Data records:
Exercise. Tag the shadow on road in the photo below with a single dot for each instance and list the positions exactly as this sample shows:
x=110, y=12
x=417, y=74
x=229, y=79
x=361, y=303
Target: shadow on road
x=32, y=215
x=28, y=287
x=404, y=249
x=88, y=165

WRITTEN EXERCISE:
Reproduce the complete data exactly as presented above.

RESPONSE:
Exercise. Tag the shadow on road in the photo below with a single dot for each instance and list the positions exactly as this sample shows:
x=110, y=12
x=417, y=74
x=229, y=79
x=361, y=303
Target: shadow on road
x=32, y=215
x=28, y=287
x=404, y=249
x=88, y=165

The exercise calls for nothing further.